◆ Consigne a ◆
Indiquez combien de lignes des enregistrements contiennent la chaîne « white », en respectant la casse. Ne donnez que ce nombre.

◆ Extrait ◆
******

Mawashi II : Le Retour

12practice2

Samedi, veille de Noël. Je suis en train de regarder la télévision en compagnie de quelques jeunes lutteurs, dans la salle commune. Sur le petit écran, un duo de comiques nommés ‘99’ est en train d’emmener Nakai, membre du groupe pop SMAP, en tournée au Japon, pour lui faire des tours ou le placer dans des situations comiques à chaque arrêt.

Un moment donné, ils l’emmènent dans une station thermale, et l’installent avec quatre magnifiques poupées qui lui servent du saké dans un bain chaud. Puis les comédiens s’éclipsent, et l’on constate que la salle de bains est en fait montée sur des pilotis, et qu’une sorte de piste d’envol part d’en dessous, se terminant par une boucle. Quand le compteur affiché en bas de l’écran marque enfin zéro, le bas de la pièce s’ouvre, expulsant la popstar sur la piste dans un torrent d’eau chaude. La boucle de fin l’envoie valdinguer dans les airs. Une fois revenu au sol, il s’enfuit à toutes jambes, l’air hagard.

******

◆ Données ◆
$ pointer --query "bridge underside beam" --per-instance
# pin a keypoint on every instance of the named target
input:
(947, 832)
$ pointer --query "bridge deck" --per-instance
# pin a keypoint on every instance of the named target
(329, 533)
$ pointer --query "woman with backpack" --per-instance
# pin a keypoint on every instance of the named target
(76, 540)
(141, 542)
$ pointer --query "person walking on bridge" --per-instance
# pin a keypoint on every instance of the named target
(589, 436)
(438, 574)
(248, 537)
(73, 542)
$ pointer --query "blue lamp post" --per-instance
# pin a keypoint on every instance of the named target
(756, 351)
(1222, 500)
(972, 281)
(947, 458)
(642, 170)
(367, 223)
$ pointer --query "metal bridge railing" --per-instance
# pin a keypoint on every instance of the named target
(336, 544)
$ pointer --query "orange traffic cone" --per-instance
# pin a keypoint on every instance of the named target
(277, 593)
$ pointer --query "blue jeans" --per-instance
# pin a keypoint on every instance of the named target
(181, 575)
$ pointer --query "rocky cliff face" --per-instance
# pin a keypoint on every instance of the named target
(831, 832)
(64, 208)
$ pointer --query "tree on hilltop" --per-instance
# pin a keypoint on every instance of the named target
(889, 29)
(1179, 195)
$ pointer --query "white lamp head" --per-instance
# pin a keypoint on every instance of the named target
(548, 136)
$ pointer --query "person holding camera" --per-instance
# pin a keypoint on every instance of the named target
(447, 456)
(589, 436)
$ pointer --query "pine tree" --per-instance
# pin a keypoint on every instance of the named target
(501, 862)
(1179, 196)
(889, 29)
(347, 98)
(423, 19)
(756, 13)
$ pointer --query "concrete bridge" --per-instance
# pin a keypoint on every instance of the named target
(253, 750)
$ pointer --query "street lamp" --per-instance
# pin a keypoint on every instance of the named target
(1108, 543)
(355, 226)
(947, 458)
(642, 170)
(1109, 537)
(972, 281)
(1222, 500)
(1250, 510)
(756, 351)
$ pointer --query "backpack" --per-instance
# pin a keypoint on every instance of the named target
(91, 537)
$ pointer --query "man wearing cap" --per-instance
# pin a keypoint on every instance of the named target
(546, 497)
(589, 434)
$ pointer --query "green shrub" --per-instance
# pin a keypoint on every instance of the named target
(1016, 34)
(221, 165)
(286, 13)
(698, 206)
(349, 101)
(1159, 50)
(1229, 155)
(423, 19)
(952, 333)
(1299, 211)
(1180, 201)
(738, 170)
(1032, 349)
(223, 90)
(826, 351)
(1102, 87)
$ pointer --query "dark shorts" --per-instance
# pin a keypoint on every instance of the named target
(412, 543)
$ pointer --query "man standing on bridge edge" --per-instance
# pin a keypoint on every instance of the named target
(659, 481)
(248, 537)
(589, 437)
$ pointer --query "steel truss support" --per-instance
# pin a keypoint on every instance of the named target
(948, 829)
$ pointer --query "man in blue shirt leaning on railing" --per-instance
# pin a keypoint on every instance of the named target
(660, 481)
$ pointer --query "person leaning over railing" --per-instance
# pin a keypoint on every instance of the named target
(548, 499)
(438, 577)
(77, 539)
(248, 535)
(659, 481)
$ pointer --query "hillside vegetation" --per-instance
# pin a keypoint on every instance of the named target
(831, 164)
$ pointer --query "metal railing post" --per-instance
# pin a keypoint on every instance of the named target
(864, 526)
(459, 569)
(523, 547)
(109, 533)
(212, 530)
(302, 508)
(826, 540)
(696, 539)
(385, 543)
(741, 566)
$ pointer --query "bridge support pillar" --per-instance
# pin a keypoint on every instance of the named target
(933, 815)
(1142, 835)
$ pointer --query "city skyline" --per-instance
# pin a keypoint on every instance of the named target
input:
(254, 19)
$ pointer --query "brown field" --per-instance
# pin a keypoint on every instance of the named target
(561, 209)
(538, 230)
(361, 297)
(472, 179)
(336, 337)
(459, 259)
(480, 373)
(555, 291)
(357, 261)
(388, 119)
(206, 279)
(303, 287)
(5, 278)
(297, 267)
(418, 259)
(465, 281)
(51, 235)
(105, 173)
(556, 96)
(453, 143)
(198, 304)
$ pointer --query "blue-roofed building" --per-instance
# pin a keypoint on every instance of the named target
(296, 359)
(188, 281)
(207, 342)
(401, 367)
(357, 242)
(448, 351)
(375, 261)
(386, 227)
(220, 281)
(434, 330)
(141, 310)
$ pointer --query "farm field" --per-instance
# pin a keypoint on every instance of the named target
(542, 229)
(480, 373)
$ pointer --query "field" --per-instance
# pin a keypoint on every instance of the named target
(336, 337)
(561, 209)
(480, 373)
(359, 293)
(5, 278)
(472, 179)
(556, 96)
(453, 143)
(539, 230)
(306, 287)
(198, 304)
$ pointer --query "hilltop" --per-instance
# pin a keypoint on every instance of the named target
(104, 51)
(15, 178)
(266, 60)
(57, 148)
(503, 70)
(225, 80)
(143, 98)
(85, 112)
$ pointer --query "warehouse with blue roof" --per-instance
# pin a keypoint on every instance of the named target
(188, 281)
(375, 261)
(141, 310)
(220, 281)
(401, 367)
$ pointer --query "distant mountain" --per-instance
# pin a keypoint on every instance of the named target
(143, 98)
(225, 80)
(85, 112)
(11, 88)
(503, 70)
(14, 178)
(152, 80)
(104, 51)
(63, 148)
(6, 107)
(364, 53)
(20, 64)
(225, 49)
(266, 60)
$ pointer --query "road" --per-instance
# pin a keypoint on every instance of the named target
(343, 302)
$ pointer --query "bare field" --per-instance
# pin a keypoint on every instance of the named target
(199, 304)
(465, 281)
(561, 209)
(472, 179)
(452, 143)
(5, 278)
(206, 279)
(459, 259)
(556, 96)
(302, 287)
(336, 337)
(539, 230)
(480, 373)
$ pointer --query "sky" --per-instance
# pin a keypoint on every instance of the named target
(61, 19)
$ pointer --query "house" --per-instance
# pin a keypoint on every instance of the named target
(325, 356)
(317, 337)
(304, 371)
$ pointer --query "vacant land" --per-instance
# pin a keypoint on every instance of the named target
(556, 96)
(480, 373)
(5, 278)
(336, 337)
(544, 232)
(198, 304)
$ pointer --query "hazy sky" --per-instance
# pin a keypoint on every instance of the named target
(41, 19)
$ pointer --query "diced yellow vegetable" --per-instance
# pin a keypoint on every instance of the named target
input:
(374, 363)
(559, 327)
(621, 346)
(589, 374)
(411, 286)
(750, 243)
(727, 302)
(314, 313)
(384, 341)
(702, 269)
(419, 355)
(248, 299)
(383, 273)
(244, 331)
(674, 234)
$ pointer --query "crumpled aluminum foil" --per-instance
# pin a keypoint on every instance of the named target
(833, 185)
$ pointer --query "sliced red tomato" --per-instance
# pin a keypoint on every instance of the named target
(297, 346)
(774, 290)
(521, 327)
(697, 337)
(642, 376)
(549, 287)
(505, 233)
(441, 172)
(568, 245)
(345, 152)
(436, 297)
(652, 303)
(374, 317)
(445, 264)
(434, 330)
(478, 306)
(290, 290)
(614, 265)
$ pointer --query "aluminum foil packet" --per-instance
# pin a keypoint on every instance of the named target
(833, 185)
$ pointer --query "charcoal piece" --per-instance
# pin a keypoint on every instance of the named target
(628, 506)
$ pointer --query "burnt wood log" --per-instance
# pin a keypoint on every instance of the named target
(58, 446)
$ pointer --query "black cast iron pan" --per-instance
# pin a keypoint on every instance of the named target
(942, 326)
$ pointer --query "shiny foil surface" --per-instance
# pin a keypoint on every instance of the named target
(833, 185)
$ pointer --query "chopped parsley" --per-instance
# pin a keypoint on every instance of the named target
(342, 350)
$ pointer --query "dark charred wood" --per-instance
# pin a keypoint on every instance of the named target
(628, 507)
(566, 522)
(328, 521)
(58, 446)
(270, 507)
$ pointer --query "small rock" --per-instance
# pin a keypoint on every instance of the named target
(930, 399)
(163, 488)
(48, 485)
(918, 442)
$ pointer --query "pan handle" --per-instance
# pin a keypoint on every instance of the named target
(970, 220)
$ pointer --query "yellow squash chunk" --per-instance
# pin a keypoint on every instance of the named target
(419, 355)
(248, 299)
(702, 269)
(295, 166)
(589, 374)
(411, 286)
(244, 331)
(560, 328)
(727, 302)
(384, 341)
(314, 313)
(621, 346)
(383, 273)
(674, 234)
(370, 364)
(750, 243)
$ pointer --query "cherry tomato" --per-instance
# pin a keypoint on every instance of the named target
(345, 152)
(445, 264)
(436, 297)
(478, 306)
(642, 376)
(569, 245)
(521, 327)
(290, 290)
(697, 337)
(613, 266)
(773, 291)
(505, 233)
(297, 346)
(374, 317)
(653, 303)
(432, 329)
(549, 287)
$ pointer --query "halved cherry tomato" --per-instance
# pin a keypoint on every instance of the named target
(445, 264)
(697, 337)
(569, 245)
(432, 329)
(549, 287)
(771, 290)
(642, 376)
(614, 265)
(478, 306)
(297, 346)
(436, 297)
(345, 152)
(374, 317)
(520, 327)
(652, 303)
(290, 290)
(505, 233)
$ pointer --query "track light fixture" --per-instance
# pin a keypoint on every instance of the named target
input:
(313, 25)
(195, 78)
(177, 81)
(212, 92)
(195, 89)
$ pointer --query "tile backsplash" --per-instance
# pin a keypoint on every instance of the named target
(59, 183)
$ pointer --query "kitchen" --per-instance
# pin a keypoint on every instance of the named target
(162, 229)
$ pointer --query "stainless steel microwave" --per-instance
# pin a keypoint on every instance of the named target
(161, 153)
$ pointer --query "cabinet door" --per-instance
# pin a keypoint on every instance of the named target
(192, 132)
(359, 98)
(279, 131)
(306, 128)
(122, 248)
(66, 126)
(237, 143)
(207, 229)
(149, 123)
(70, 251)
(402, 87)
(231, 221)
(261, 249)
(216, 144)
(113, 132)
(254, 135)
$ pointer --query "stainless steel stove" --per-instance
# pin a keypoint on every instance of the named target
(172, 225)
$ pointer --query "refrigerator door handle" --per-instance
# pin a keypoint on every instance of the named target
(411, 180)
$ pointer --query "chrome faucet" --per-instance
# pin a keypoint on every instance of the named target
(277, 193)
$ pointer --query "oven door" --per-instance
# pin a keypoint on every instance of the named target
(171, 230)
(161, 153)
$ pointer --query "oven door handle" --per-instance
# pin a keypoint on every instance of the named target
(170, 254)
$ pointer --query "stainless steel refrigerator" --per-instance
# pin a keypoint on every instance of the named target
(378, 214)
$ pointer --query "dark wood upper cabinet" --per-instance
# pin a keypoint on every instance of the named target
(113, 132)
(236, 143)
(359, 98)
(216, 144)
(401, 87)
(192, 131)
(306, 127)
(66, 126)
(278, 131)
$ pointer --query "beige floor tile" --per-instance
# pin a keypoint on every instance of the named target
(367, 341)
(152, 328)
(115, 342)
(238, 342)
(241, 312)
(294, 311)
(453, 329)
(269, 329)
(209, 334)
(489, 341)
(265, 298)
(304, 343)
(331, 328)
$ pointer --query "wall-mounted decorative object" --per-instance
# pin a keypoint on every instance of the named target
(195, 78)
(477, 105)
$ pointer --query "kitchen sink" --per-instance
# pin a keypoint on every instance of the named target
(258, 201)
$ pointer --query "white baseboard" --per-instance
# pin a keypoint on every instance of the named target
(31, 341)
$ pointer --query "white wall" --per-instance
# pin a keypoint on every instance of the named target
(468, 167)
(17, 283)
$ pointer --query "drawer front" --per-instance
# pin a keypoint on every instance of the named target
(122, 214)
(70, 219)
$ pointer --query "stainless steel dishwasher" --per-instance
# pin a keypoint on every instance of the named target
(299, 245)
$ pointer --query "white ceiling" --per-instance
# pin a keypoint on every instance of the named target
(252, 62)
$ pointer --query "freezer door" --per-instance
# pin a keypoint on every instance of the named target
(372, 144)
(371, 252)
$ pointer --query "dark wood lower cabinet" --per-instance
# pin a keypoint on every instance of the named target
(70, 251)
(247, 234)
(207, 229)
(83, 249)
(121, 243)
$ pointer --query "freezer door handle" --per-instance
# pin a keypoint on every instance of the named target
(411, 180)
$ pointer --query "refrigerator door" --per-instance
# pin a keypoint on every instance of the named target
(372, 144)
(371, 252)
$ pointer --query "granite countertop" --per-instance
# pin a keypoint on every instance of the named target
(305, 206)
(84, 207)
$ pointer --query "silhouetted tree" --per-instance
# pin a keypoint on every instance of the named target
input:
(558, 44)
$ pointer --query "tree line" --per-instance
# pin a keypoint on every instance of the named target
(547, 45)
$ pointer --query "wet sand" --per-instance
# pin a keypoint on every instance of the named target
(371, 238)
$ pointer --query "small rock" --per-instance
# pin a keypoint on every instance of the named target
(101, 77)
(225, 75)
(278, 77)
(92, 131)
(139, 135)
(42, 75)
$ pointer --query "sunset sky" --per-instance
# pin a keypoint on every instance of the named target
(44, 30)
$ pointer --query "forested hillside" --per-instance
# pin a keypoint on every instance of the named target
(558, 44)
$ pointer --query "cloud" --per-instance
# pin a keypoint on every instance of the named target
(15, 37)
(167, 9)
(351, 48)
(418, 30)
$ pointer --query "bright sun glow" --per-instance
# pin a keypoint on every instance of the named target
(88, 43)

******

◆ Consigne b ◆
Répondez brièvement à partir de l'extrait :
(i) Quel jour se déroule la scène racontée ?
(ii) Quel nom porte le duo de comiques ?
(iii) Combien de poupées servent du saké à Nakai dans le bain chaud ?

◆ Réponse attendue a ◆
4

◆ Réponse attendue b ◆
(i) Un samedi, veille de Noël.
(ii) '99'.
(iii) Quatre.